From the line that includes "of the motorboat" to the last line of the records, inclusive, repeat each line exactly.

────

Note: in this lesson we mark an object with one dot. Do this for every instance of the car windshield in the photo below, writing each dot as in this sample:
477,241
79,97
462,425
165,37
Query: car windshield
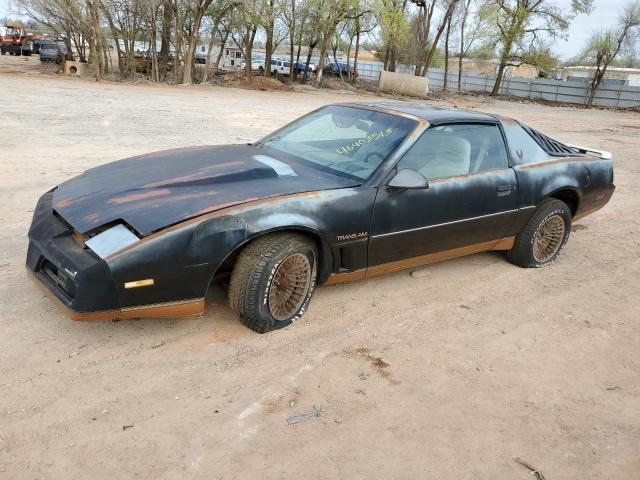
345,140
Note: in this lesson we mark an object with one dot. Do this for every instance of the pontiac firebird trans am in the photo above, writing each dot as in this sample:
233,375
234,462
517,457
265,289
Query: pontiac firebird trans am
346,192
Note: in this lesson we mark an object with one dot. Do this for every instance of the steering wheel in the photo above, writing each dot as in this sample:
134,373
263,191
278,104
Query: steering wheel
373,154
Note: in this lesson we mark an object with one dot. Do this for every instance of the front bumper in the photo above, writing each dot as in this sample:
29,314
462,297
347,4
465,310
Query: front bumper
78,280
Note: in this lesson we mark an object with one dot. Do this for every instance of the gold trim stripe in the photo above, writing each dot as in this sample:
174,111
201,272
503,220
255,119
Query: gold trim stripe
501,244
179,308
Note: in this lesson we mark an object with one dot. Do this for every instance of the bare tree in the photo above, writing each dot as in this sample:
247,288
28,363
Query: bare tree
520,23
423,45
603,47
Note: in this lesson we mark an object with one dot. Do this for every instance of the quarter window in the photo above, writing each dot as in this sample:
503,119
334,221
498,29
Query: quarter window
454,150
524,149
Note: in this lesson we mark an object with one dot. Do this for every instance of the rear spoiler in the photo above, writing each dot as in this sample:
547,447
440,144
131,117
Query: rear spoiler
591,151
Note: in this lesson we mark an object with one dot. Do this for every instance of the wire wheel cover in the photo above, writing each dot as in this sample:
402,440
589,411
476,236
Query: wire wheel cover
290,286
548,239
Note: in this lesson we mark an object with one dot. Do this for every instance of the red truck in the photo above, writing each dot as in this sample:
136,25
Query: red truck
16,40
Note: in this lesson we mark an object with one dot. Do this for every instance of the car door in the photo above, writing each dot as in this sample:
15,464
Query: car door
470,201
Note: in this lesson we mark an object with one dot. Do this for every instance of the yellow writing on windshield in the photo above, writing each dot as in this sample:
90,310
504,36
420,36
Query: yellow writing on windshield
372,137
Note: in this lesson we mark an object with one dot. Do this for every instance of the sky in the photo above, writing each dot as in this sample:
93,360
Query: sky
604,15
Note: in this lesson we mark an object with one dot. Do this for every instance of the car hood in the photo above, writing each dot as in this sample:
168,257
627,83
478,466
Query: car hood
153,191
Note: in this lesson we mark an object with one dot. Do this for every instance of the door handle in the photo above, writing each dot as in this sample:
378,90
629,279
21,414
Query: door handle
505,189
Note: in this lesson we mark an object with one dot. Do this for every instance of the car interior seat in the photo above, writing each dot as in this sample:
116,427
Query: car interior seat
449,155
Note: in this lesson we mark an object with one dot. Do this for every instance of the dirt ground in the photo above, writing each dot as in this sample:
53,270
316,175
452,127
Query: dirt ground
449,375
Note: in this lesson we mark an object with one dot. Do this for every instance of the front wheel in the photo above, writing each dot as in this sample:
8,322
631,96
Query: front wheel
546,233
273,281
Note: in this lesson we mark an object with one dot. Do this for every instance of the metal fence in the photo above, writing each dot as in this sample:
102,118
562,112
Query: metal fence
577,92
623,96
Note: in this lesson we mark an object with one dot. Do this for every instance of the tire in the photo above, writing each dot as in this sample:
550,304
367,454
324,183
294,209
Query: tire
544,236
256,291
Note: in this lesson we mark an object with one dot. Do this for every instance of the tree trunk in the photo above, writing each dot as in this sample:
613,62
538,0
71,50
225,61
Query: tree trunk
306,66
165,45
357,51
323,56
269,43
248,48
292,37
462,26
429,58
595,84
214,32
223,44
187,75
446,55
504,58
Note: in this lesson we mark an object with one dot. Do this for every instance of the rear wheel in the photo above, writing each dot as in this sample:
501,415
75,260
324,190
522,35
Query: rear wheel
273,281
542,239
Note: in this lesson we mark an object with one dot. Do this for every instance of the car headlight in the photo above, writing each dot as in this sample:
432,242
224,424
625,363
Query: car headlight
112,240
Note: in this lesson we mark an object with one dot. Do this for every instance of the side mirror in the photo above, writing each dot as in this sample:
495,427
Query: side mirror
407,178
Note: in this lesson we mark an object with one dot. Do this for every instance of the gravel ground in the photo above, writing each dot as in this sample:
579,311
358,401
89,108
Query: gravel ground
450,375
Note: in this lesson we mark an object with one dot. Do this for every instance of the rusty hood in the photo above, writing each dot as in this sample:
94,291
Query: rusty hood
151,192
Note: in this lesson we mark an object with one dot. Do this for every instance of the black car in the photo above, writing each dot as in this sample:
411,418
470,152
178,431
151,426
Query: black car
346,192
54,52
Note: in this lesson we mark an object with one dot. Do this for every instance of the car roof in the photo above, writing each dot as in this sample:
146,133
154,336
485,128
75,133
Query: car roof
431,113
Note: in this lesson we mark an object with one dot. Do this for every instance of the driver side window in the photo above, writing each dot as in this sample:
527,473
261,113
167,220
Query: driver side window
455,150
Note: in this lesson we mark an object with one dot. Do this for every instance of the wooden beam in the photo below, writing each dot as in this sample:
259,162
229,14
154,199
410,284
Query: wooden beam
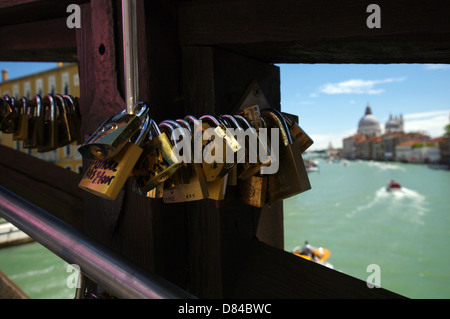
47,40
44,184
24,11
270,273
311,32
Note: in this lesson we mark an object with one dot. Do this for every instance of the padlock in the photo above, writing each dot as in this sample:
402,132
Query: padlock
241,155
257,152
299,136
72,104
157,162
188,183
253,190
253,115
9,115
113,134
49,140
106,177
291,178
65,128
218,152
35,123
21,126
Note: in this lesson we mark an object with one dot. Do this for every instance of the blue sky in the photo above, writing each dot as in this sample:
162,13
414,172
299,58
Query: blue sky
330,99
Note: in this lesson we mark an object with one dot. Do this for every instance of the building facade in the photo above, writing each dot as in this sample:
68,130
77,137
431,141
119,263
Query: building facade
61,80
393,145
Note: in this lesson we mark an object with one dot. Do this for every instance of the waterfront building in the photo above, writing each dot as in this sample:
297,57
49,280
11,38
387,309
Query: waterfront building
369,124
61,80
370,144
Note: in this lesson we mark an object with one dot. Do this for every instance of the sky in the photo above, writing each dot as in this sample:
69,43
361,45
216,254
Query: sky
330,99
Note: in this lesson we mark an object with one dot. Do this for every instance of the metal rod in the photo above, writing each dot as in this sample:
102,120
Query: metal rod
109,270
130,53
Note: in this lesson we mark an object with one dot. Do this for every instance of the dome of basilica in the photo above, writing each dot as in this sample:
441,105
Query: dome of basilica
369,124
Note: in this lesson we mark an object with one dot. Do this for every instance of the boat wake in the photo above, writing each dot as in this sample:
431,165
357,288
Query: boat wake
402,202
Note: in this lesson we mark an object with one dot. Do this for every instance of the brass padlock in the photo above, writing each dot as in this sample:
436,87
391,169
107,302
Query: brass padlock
291,177
9,115
253,190
35,124
219,149
188,183
21,126
299,136
217,188
257,152
157,162
65,132
49,139
75,113
106,177
113,134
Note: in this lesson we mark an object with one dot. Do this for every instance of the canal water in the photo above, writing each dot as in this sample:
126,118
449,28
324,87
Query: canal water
348,211
406,233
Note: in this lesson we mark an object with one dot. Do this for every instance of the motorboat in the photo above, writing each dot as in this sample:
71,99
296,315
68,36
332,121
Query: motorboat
318,255
393,185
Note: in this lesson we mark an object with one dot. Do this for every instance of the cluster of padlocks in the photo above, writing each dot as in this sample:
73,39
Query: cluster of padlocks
43,123
184,160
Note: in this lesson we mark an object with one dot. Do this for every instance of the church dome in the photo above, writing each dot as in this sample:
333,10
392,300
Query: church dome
369,124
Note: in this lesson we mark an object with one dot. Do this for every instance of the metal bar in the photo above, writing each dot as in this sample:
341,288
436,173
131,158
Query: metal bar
130,56
107,269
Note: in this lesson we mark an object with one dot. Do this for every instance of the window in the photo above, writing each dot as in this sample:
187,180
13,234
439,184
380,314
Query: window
39,86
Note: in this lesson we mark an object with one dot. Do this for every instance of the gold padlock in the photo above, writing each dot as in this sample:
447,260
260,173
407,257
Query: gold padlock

────

**Solved exercise:**
Note: in this lesson we mark an object with one dot. Do this for every instance of the motorboat in the photo above, writing each dot as in this sample:
71,99
296,315
68,36
332,121
Query: motorboat
318,255
393,185
Note: in this lesson we mark an object with one dot. Do this for every instance of the cluster of padlocks in the photo above, writing each dot as in this sample:
73,39
Query: cluster of padlocks
43,123
184,160
Note: in this lesson we mark an object with one dot. Do this for every instance of the church dome in the photo above, writing each dot as in this sample:
333,10
392,300
Query: church dome
369,124
Note: in this lesson we mark an object with one dot. Do this for every instance of the metal bar in the photo above, writing each dot as in this sample:
341,288
436,173
131,158
Query: metal bar
130,56
107,269
Note: in this lesson we mark an object with one dot. Do this for every instance of the window in the photo above, writing each dot as in this sample:
187,180
13,234
439,184
380,314
Query: window
39,86
Note: in this lesson we mark an object with one dot. Do this for every instance of the gold padlock in the photo above, writing each dot as in this sample:
447,260
260,173
407,257
Query: gold padlock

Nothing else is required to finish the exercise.